__DATA FOR REVIEW__:

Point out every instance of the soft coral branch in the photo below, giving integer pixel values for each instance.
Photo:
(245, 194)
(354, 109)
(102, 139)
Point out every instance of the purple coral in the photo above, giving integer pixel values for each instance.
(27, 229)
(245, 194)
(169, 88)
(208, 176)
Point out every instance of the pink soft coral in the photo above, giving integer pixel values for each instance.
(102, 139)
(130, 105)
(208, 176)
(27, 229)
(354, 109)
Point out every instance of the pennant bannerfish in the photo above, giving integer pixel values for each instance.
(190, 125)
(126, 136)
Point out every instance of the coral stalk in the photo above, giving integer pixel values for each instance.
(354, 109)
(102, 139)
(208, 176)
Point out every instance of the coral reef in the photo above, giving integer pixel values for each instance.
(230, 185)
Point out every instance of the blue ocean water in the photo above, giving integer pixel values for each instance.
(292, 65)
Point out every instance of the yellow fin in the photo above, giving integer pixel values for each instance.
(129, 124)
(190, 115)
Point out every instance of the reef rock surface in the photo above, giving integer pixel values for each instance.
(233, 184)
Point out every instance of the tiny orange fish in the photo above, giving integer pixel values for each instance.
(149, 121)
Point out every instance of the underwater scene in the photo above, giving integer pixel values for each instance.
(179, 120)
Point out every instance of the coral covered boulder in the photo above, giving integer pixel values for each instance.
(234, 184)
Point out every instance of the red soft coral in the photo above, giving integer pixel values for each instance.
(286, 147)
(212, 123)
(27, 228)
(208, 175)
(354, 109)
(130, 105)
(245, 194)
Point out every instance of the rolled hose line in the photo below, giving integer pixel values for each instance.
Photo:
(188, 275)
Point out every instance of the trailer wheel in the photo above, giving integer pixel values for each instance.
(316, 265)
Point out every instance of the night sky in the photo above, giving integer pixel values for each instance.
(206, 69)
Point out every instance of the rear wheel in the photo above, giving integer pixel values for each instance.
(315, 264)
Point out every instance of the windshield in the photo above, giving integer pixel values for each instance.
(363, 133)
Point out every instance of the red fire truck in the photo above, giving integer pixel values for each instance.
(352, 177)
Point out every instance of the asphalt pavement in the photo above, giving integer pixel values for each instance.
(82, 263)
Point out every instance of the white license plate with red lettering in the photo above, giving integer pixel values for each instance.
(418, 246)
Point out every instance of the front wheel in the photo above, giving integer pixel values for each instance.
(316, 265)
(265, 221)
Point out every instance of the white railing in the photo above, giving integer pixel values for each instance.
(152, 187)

__WHAT YOU HAVE TO DO__: The whole listing above must be copied exactly.

__RESULT OF THIS EXERCISE__:
Point out every instance of the soft coral branch in the photo below, giving integer pixel values for each instance.
Photo:
(245, 194)
(354, 109)
(102, 139)
Point out every instance of the purple coral in the photo above, giving integer pixel values for each instance.
(27, 229)
(245, 194)
(169, 88)
(208, 176)
Point out every instance of the pink soft coral in the photo above, giving integer pixel values for each instance.
(102, 139)
(130, 105)
(208, 176)
(27, 229)
(354, 109)
Point out every instance of the pennant bannerfish in the photo above, giving integer pixel values for each instance.
(190, 125)
(126, 136)
Point out every instance of the coral stalk in the photo above, giving integer pixel values for each instance.
(354, 109)
(102, 139)
(208, 176)
Point out every instance of the coral reef in the photo above, giving integer pixel values for each instance.
(230, 185)
Point out every instance of the blue ocean water in the photo above, giving integer pixel values for each instance.
(292, 65)
Point out every instance of the yellow fin in the photo above, giving integer pixel values for each instance.
(129, 124)
(190, 115)
Point out every instance of the reef rock surface in the photo above, giving integer pixel values for each instance.
(233, 184)
Point out every instance of the tiny orange fish in the photo above, giving integer pixel values for each instance.
(149, 121)
Point out every instance of the underwater scene in the photo above, giving integer pixel values for each instance.
(179, 120)
Point out every instance of the coral covered boulder in the photo above, giving integer pixel values for each instance.
(234, 184)
Point out every instance of the red soft coral in the photo above, giving integer pixel values for each instance.
(286, 147)
(212, 123)
(27, 228)
(208, 175)
(354, 109)
(130, 105)
(245, 194)
Point out every instance of the rolled hose line in the photo below, giving integer pixel values for each instance.
Photo:
(188, 275)
Point out every instance of the trailer wheel in the photo above, giving integer pixel values for each instance.
(316, 265)
Point out every instance of the night sky in the photo above, giving integer pixel values for each instance.
(206, 69)
Point out every instance of the rear wheel in the photo above, giving integer pixel values for each instance.
(315, 264)
Point out every instance of the windshield in the photo above, giving integer pixel values for each instance.
(363, 133)
Point out every instance of the red fire truck in the photo above, giving integer pixel values for each instance.
(352, 177)
Point out every instance of the asphalt pavement in the photo above, giving integer pixel values for each instance.
(82, 263)
Point out every instance of the white license plate with red lettering in the photo above, giving integer pixel values for each instance.
(418, 246)
Point out every instance of the front wheel in the photo above, giving integer pixel values for each instance.
(316, 265)
(265, 221)
Point out every instance of the white railing in the photo above, giving integer pixel values for each instance.
(152, 187)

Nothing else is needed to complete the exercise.